━━ EXCERTO DO DOCUMENTO ━━

Não vou versar sobre as três horas de leitura do acórdão do processo Operação Marquês. Ou das virtudes e defeitos do “Ticão”. Ou das características do “Super Juiz” Carlos Alexandre ou do “Campeão dos recursos perdidos”, com o Tribunal da Relação, Ivo Rosa.

Não vou dizer se fiquei indignado ou resignado com as decisões proferidas, ou da bondade ou infelicidade das mesmas.

Prefiro focar-me nas realidades que ficaram evidenciadas, até agora, com este processo:

  1. Como é possível, em pleno Séc. XXI, existirem dúvidas de interpretação sobre timings de prescrição de crimes?
  2. Como é possível haver interpretações distintas sobre se dinheiro obtido ilicitamente, e que por isso não foi alvo dos devidos impostos, deve ou não ser considerado como fraude fiscal?
  3. Como é possível Portugal não ter ainda aprovado a criminalização do enriquecimento ilícito?
  4. Quando se vão adoptar medidas, eficazes e eficientes, contra a corrupção?
  5. Como se quer fazer real justiça quando existem julgamentos que se prolongam por anos a fio?

Eu não apoio a 4ª República, proclamada por alguns, mas percebo a angústia e a revolta da maioria dos cidadãos portugueses, perante os sistemas, politico e de justiça, que se têm de reformar urgentemente.

Eu identifico-me politicamente com o PPD de Sá Carneiro, mas não é por isso que não deixo de ficar chocado ao verificar que o Ministério Público (MP) que considerou, utilizando a interpretação que Ivo Rosa agora utilizou para o caso “Sócrates”, prescritos os crimes no caso “submarinos”, que teve todos os intervenientes do lado alemão condenados, seja o mesmo MP que agora utilizou a interpretação contrária para considerar os crimes da Operação Marquês não prescritos. Isto não faz sentido nenhum a ninguém e não dignifica a justiça portuguesa.

A relação entre a política e a economia, com a flutuação frequente de políticos pelas grandes empresas públicas e privadas, permite práticas que não são as mais correctas e que não beneficiam em nada o combate à corrupção. As flutuações constantes de advogados entre o sistema político e os gabinetes de advocacia em nada beneficiam a dignificação do sistema político e do sistema de justiça. A flutuação de pessoas entre as bancadas parlamentares e os diversos tribunais, em nada beneficiam a necessidade de separação dos dois poderes e, consequentemente, em nada beneficiam a dignificação dos mesmos.

━━━
━━ EXCERTO DA FONTE ━━

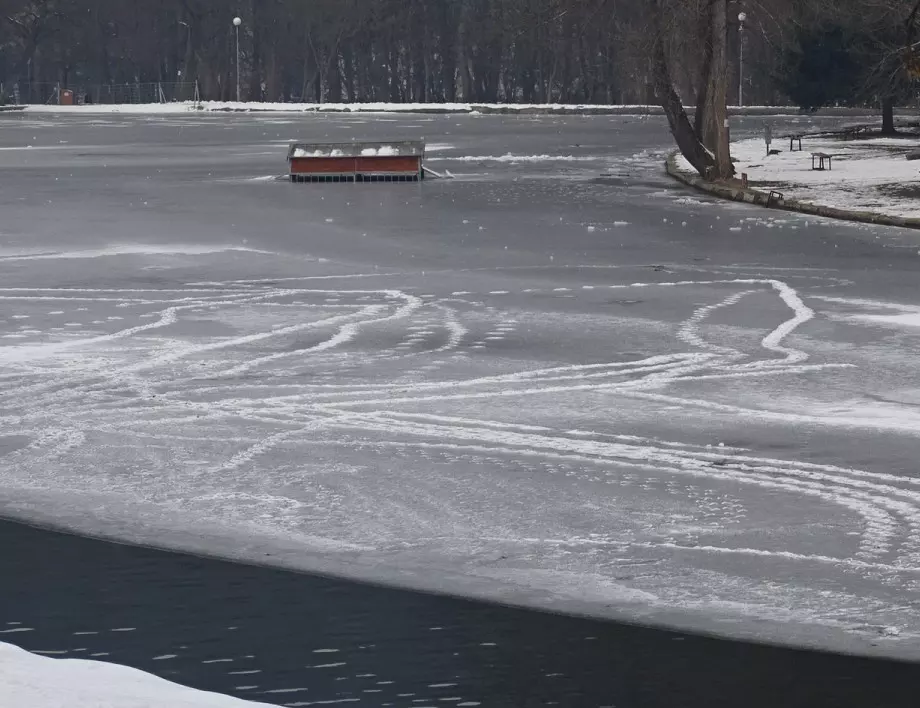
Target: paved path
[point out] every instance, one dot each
(600, 395)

━━━

### OBJETIVO DO EXERCÍCIO
Com que partido se identifica politicamente quem escreve o texto sobre a Operação Marquês? O material provém de uma fonte distinta da do texto.

### RESULTADO DO EXERCÍCIO
Com o PPD de Sá Carneiro.